Entries taken from a collection:
[Start]

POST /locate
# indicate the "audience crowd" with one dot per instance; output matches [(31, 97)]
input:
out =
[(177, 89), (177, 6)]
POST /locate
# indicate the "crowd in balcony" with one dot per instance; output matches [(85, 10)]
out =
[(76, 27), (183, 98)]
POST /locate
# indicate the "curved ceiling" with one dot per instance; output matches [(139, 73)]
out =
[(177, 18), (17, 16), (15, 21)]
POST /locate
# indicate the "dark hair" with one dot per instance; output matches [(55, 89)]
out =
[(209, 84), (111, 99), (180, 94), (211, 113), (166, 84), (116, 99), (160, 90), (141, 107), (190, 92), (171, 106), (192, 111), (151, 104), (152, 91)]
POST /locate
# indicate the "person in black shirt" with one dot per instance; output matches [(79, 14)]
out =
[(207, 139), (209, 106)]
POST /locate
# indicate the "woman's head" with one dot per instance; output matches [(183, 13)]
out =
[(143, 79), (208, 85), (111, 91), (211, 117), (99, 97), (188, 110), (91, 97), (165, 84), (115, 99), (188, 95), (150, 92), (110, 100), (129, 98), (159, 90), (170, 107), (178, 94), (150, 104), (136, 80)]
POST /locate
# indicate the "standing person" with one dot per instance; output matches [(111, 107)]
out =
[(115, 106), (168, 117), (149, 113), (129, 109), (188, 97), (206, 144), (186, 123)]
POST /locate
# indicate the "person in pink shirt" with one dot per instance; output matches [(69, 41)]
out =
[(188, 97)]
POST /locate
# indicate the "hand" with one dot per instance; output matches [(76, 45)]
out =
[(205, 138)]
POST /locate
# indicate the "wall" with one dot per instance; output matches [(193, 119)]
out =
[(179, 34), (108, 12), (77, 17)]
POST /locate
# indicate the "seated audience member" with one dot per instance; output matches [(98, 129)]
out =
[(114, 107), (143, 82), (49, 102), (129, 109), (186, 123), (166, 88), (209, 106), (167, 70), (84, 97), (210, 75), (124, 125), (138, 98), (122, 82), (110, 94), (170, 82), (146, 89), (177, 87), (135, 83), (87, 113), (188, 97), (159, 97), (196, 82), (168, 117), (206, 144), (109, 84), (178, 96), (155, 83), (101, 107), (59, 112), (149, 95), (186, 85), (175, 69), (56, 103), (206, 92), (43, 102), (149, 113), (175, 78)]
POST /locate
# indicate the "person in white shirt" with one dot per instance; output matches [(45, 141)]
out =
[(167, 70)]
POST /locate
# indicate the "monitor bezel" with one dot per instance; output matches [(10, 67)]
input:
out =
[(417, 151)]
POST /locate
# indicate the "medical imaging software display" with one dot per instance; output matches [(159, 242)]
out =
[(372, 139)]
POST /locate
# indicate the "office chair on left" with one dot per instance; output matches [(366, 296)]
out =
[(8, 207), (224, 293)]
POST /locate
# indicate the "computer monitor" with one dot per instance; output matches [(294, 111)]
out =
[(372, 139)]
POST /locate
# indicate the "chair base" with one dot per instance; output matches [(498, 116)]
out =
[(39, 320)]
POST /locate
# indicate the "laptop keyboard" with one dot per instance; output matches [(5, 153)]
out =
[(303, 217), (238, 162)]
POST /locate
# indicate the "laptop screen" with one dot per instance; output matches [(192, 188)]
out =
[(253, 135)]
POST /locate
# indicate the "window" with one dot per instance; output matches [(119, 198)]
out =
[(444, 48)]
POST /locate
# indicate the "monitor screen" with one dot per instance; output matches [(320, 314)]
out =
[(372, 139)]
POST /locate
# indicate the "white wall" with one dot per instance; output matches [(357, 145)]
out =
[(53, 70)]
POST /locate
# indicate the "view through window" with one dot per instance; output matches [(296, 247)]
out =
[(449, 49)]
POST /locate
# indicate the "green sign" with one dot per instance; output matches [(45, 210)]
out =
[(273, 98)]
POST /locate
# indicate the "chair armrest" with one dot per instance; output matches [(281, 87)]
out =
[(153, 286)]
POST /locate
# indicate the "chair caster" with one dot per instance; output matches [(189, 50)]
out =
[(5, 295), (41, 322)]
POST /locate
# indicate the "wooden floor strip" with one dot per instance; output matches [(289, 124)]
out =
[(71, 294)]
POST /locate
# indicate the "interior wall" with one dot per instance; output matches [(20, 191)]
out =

[End]

- _Stated exercise_
Go through the records and print each one exactly.

- _The completed task_
POST /locate
# indicate the "audience crowd" with one dot per instance; output matches [(31, 97)]
input:
out =
[(177, 89), (177, 6)]
POST /locate
# indicate the "crowd in balcony" with one dot per instance; output matches [(85, 10)]
out =
[(76, 27), (183, 98)]
POST /locate
# indicate the "curved ceiling" with one dot per instance; output matches [(139, 73)]
out =
[(177, 18), (17, 16), (15, 21)]
POST /locate
# indicate the "dark hair" with one dot per instance; output matches [(55, 89)]
out =
[(209, 84), (111, 99), (180, 94), (211, 113), (166, 84), (116, 99), (160, 90), (141, 107), (190, 92), (171, 106), (192, 111), (151, 104), (152, 91)]
POST /locate
# indicate the "person in black shirt" with one dot per instance; output matches [(79, 14)]
out =
[(207, 139), (209, 106)]
POST /locate
# indicate the "woman's head" with one dot per instance; output matches [(183, 13)]
out =
[(143, 79), (208, 85), (111, 91), (211, 117), (99, 97), (188, 110), (91, 97), (165, 84), (115, 99), (188, 95), (150, 92), (110, 100), (129, 98), (159, 90), (170, 107), (178, 94), (150, 104), (136, 80)]
POST /locate
# indicate the "standing person" with one dot per instance; output matches [(111, 107)]
out =
[(115, 106), (168, 117), (149, 113), (129, 109), (188, 97), (206, 144), (186, 123)]
POST /locate
# indicate the "person in pink shirt" with one dot per instance; output matches [(69, 41)]
out =
[(188, 97)]
POST /locate
# indicate the "hand" with one dot per instance; output matches [(76, 45)]
out =
[(205, 138)]
POST /locate
# indicate the "wall" with one dot per instance; output matches [(193, 119)]
out =
[(179, 34), (108, 12), (77, 17)]
POST /locate
# indicate the "seated audience member" with one dot per instance; output matches [(98, 129)]
out =
[(114, 107), (143, 82), (49, 102), (129, 109), (186, 123), (166, 88), (209, 106), (167, 70), (84, 97), (210, 75), (124, 125), (138, 98), (122, 82), (110, 94), (170, 82), (146, 89), (177, 87), (135, 83), (87, 113), (188, 97), (159, 97), (196, 82), (168, 117), (206, 144), (109, 84), (178, 96), (155, 83), (101, 107), (59, 112), (149, 95), (186, 85), (175, 69), (56, 103), (206, 92), (43, 102), (149, 113), (175, 78)]
POST /locate
# indicate the "person in white shirt" with one dot per instance; output matches [(45, 141)]
out =
[(167, 70)]
POST /locate
# indicate the "monitor bezel" with one dot per instance; output matches [(10, 67)]
input:
out =
[(417, 151)]
POST /locate
# indicate the "medical imaging software display" with one dot per instance; output matches [(159, 242)]
out =
[(372, 139)]
POST /locate
# indicate the "office chair on left" with one dot per instance; output matches [(366, 296)]
out =
[(8, 207), (224, 293)]
POST /locate
# indicate the "computer monitor" with one dot per instance; output matches [(294, 111)]
out =
[(372, 139)]
POST /locate
# indicate the "chair base" with one dot per instance; output matches [(498, 116)]
out =
[(39, 320)]
POST /locate
# indicate the "laptop keyboard" with one dot per instance; output matches [(5, 153)]
out =
[(303, 217), (238, 162)]
POST /locate
# indicate the "laptop screen" with one dot per instance; output matches [(192, 188)]
out =
[(253, 135)]
POST /locate
# indicate the "window" with one dot per instance; output matches [(119, 198)]
out =
[(444, 48)]
POST /locate
# indicate the "monitor screen" with one dot per instance; output matches [(320, 314)]
out =
[(372, 139)]
POST /locate
# indicate the "white wall" with one dot per instance; output matches [(357, 145)]
out =
[(53, 70)]
POST /locate
# indicate the "view through window" with one dot per instance; output matches [(296, 247)]
out =
[(449, 49)]
POST /locate
# indicate the "green sign" with one dot per instance; output matches [(45, 210)]
out =
[(273, 98)]
POST /locate
# indicate the "chair armrest" with one dot per instance; output matches [(281, 87)]
out =
[(153, 286)]
POST /locate
# indicate the "chair caster" with one dot per instance; output matches [(189, 50)]
out =
[(5, 295), (41, 322)]
POST /locate
# indicate the "wooden floor strip" with one dot per instance; output matches [(289, 124)]
out =
[(71, 294)]
POST /locate
# indicate the "interior wall" with one dot per instance; output matches [(20, 191)]
out =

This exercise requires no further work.